I am always late for yoga. I arrive, breathless and sweaty from a hurried bike ride, when everybody else is already calmly sitting cross legged, ready for the first “Ommm”. I just can’t break this pattern.
I want to squeeze in “just one more thing” before leaving home, as the title of this newsletter suggests. I have long thought that this tendency was generally positive, making me productive and well suited to the fast-paced business of news agency journalism. But I have come to see its dark side - and not just my tendency to be in a rush.
I am not the best companion for a relaxing holiday, or any form of relaxation for that matter. I try to slow down by treating myself to an annual spa day treat for my birthday and then end up racing to try out as many different saunas and pools as possible in the allotted time, unable to doze on the loungers or slowly sip a smoothie.
I first understood that this version of “Hurry Up!” was my most powerful inner driver when I trained as a leadership coach in 2019. I was often late for those classes too and had to wait outside in the street until the instructor rang the bell to end the introductory meditation exercise. I find it hard to sit still for any mindful activity and feel faintly irritated by the serenity exuded by the Dalai Lama. It probably also explains why I was susceptible to burnout, and then later to “boreout” as I discussed in my last newsletter.
There is a psychological model called Transactional Analysis, which defines five inner drivers, of which “Hurry Up” is one. The others are “Be Strong”, “Try Hard”, “Be Perfect” and “Please Others”. The theory suggests that we internalise one or more of these drivers as coping mechanisms during childhood, and they become central to the way we live our lives, particularly when we are under pressure.
Hearing voices?
These drivers are not necessarily positive or negative, but an awareness of our unconscious inner voices can help us understand why we get stuck. In my coaching practice, I help people recognise these patterns and develop antidotes, so they can choose a different response. Once I realised how deeply rooted my impatience was, I was better able to see that a colleague was not necessarily snubbing me by responding slowly to a suggestion I made in an email. She just needed more time to consider my idea. The understanding helped me avoid a pointless conflict.
A first task in coaching is to find out which drivers are most important to you and what words you hear yourself saying on a regular basis. So, I discovered that my version of “Hurry Up!” is “ . . . just one more thing”. And the same driver might manifest itself in different people in completely different ways. My partner’s “please people” driver intersects with his “be perfect” voice to encourage him to mow the lawn very carefully so the neighbours think better of us. I would like him to mow the lawn faster (hurry up!) so my “please people” voice can invite the neighbours over for a barbeque.

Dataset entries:

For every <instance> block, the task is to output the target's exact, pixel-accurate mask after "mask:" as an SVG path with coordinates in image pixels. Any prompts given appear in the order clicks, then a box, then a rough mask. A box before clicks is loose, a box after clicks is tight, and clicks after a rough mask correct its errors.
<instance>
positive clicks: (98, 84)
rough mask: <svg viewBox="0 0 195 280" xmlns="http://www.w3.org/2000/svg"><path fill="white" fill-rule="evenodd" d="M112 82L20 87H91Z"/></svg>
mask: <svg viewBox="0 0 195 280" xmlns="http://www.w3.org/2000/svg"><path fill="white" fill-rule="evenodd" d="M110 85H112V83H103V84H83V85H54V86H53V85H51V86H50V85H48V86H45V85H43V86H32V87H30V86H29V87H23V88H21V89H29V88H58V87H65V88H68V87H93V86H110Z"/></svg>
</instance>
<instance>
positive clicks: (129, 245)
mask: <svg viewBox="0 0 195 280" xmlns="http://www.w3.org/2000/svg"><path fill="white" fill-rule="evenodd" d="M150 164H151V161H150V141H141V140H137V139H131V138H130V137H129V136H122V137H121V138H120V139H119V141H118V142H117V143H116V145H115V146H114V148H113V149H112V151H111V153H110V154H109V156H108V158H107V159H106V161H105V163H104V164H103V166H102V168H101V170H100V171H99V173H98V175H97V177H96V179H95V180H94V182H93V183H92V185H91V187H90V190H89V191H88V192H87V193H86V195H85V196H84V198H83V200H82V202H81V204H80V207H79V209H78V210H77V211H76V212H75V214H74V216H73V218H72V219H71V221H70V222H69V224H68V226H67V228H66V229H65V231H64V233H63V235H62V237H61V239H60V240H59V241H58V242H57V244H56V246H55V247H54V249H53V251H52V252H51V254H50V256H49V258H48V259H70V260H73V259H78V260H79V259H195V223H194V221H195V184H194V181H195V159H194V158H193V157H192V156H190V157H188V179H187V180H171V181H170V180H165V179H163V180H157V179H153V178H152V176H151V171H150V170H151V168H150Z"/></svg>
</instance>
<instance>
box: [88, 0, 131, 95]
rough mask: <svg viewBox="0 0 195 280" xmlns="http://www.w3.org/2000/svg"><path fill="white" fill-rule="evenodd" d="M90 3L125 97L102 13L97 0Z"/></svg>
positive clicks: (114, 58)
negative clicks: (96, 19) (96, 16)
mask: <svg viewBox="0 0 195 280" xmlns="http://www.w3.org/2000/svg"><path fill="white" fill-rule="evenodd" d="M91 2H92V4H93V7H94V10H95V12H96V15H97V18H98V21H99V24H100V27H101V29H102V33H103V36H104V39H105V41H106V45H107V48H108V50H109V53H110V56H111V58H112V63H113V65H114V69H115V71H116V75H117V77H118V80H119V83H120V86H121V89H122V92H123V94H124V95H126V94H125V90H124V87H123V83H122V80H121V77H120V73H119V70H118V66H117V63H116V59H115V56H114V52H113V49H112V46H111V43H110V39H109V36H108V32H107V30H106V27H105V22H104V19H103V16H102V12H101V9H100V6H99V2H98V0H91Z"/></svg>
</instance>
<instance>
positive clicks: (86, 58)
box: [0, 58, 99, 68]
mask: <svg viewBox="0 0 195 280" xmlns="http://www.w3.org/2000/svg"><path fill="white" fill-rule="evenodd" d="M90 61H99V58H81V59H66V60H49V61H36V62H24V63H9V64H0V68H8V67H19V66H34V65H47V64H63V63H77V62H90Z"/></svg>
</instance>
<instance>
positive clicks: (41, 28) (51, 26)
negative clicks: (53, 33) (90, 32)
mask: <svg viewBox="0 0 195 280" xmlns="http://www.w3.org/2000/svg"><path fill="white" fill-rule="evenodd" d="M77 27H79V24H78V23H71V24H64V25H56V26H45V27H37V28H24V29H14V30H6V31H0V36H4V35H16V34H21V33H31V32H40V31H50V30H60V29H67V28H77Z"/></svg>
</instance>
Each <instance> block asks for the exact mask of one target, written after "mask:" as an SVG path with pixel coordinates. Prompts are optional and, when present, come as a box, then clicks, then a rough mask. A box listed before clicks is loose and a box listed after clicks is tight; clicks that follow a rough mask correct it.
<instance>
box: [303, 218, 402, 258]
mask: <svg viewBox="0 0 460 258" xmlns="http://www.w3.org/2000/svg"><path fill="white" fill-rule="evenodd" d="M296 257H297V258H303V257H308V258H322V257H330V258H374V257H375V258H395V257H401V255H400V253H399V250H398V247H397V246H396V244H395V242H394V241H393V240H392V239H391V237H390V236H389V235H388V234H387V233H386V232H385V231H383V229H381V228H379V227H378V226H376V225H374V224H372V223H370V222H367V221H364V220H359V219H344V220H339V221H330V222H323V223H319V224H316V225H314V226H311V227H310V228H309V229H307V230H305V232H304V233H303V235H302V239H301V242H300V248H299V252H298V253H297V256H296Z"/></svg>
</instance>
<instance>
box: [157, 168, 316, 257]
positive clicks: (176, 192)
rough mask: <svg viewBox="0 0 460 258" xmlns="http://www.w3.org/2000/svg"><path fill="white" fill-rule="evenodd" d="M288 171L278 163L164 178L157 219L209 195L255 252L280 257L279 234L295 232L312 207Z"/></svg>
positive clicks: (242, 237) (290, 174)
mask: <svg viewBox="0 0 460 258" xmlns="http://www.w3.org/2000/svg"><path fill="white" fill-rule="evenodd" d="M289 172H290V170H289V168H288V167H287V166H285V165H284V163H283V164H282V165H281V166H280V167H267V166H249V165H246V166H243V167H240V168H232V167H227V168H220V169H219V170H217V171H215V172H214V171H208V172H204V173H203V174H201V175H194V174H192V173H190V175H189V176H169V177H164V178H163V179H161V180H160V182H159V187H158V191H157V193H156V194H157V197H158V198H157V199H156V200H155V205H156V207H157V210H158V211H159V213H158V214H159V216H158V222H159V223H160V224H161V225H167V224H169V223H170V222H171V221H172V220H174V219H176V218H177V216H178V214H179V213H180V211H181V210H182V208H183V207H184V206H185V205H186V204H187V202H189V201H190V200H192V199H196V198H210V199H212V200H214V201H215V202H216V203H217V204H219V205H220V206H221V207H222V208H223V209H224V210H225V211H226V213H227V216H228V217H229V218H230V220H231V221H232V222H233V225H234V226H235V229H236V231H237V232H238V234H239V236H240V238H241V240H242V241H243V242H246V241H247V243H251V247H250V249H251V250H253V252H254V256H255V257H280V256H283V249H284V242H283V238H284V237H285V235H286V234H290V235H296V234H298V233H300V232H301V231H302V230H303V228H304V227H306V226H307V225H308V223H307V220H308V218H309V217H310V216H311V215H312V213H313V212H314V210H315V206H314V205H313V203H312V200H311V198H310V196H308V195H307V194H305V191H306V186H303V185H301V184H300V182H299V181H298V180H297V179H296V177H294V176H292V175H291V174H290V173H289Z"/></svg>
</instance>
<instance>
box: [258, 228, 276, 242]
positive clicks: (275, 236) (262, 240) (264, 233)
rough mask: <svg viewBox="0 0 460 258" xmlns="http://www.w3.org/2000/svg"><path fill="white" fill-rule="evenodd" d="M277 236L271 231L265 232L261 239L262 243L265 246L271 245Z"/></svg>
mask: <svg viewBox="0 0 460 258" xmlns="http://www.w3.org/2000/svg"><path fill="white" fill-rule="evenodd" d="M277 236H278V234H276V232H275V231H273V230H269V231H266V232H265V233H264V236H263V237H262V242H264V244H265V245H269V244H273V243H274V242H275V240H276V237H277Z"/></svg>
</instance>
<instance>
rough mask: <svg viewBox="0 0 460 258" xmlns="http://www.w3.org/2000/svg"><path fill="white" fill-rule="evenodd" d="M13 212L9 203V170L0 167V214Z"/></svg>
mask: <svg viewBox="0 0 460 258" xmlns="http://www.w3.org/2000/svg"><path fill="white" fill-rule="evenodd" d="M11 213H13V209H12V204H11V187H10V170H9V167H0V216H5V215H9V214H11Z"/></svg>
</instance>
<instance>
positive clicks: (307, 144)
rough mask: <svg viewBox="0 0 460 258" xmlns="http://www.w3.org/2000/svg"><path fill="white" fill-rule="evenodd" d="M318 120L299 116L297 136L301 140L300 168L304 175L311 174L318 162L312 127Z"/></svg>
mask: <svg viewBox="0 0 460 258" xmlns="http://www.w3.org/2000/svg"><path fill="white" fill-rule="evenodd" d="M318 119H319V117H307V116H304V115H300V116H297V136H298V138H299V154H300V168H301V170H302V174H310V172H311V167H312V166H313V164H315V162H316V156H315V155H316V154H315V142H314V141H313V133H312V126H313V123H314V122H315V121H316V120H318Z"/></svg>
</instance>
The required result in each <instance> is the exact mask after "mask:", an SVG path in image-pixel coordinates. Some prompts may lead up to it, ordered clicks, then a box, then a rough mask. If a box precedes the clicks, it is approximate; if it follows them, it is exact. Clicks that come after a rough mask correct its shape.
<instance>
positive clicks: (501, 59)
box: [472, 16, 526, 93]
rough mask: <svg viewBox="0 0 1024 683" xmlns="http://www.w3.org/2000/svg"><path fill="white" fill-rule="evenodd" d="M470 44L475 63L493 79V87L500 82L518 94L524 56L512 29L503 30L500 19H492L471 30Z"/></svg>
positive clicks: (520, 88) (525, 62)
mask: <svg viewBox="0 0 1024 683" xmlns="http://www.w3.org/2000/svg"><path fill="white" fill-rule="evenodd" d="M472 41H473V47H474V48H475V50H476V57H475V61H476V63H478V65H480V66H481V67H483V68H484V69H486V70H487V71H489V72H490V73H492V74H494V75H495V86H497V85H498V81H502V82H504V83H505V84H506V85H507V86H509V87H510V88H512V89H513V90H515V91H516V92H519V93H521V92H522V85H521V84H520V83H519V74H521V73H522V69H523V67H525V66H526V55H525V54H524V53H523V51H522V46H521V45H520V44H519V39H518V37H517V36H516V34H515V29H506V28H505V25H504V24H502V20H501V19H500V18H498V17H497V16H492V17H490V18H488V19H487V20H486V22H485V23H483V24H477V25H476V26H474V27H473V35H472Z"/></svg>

INSTRUCTIONS
1 > According to the newsletter on inner drivers, in what year did the writer train as a leadership coach?
2 > Repeat the part of the newsletter on inner drivers from "I am not the" to "my last newsletter.", copying it word for word.

SOLUTIONS TO THE TASKS
1 > 2019

2 >
I am not the best companion for a relaxing holiday, or any form of relaxation for that matter. I try to slow down by treating myself to an annual spa day treat for my birthday and then end up racing to try out as many different saunas and pools as possible in the allotted time, unable to doze on the loungers or slowly sip a smoothie.
I first understood that this version of “Hurry Up!” was my most powerful inner driver when I trained as a leadership coach in 2019. I was often late for those classes too and had to wait outside in the street until the instructor rang the bell to end the introductory meditation exercise. I find it hard to sit still for any mindful activity and feel faintly irritated by the serenity exuded by the Dalai Lama. It probably also explains why I was susceptible to burnout, and then later to “boreout” as I discussed in my last newsletter.